Challenge
Print the records word for word from their start up to and including the line containing "For your reference, a".

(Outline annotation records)
============================================================

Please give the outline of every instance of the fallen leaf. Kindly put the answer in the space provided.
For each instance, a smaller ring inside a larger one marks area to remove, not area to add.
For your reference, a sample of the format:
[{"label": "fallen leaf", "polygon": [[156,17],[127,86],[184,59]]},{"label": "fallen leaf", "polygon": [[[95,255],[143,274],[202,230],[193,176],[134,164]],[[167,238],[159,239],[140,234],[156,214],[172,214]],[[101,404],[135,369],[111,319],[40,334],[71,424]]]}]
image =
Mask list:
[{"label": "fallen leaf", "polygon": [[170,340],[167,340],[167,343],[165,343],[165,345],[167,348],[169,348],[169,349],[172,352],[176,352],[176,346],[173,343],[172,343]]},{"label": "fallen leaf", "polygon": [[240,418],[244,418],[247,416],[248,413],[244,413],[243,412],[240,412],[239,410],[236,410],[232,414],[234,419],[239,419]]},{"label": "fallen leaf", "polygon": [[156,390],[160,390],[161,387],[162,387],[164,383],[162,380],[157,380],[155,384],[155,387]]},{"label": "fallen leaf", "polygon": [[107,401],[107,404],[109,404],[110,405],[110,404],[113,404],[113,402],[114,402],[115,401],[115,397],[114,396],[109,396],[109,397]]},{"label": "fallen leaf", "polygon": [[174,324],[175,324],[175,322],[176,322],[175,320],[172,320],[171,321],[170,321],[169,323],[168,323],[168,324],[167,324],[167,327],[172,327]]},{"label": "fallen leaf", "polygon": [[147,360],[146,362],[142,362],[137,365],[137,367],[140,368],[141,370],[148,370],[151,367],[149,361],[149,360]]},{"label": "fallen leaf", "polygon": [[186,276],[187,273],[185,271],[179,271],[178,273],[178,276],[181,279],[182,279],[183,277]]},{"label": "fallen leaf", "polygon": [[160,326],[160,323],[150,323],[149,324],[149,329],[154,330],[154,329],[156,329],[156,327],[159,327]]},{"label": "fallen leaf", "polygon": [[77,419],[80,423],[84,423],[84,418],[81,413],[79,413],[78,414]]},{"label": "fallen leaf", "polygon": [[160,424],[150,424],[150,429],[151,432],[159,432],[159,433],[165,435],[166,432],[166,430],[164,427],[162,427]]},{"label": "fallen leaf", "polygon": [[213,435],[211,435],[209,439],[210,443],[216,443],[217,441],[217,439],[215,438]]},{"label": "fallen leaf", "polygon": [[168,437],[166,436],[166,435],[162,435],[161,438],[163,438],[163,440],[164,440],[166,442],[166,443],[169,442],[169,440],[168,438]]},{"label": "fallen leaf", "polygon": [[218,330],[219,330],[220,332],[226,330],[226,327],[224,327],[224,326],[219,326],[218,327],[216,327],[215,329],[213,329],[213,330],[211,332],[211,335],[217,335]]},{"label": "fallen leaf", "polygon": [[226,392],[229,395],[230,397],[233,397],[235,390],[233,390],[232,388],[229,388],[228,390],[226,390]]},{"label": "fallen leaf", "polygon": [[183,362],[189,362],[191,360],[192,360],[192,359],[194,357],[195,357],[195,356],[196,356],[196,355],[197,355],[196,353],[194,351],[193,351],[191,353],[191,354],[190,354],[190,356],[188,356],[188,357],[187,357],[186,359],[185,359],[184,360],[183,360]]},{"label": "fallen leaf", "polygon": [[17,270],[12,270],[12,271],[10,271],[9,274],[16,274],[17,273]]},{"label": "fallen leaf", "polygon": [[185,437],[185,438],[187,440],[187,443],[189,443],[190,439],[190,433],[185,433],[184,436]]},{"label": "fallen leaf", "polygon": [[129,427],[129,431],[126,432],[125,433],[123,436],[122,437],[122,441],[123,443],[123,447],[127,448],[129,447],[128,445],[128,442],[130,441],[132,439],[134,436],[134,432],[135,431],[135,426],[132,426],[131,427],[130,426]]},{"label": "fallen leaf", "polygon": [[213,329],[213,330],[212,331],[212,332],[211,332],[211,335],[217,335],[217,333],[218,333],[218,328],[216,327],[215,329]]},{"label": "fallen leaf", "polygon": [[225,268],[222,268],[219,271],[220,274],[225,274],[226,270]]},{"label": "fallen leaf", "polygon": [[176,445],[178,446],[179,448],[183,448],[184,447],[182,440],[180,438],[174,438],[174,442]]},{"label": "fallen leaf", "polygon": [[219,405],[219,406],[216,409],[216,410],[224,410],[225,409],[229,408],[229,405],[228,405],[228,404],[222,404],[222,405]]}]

============================================================

Finished exercise
Please give the outline of every instance of the fallen leaf. Kindly put the answer in the space provided.
For each instance, a smaller ring inside a larger one marks area to remove, not area to add.
For your reference, a sample of the format:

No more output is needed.